REQUIRED WORK =>
Every record listed below should be copied exactly.

DATA FOR PROCESSING =>
▶

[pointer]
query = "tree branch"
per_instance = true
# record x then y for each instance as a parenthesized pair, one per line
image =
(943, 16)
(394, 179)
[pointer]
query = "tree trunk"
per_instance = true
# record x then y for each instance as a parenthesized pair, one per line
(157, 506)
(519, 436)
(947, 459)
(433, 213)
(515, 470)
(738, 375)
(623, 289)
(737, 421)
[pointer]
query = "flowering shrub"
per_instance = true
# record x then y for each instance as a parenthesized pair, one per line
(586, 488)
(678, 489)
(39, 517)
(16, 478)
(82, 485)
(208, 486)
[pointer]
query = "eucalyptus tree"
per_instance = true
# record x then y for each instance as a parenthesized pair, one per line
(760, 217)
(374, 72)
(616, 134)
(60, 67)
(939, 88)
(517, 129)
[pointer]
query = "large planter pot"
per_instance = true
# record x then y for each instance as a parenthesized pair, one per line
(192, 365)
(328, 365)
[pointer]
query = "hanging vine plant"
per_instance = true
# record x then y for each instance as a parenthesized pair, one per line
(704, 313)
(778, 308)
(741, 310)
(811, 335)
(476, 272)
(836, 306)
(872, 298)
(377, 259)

◀

YOUR SOLUTION =>
[pointer]
query = "tree branch"
per_instance = true
# record x then y for each instance as a parenthesized pair, one per line
image =
(943, 16)
(394, 179)
[pointer]
query = "tree trunk"
per_instance = true
# record x then y for each instance as a parenthesized pair, one per line
(157, 506)
(519, 436)
(947, 459)
(433, 213)
(515, 470)
(738, 375)
(623, 289)
(737, 421)
[pointer]
query = "flowering shrub"
per_instance = true
# record x then y for each instance as a parenthesized pair, one per line
(586, 488)
(678, 489)
(39, 517)
(16, 478)
(82, 485)
(208, 486)
[pointer]
query = "eucalyptus tree"
per_instance = true
# record x then y for each instance as a parenthesized pair, one per line
(760, 217)
(374, 72)
(616, 134)
(60, 67)
(939, 88)
(517, 129)
[pointer]
query = "large planter pot"
per_instance = true
# record x then y for each instance as a parenthesized pair, one per line
(192, 365)
(328, 365)
[pointer]
query = "hanging vine plant"
per_instance = true
# record x then y for each instance as a parenthesized pair, one per line
(704, 313)
(778, 308)
(741, 310)
(811, 335)
(476, 272)
(836, 306)
(872, 298)
(377, 259)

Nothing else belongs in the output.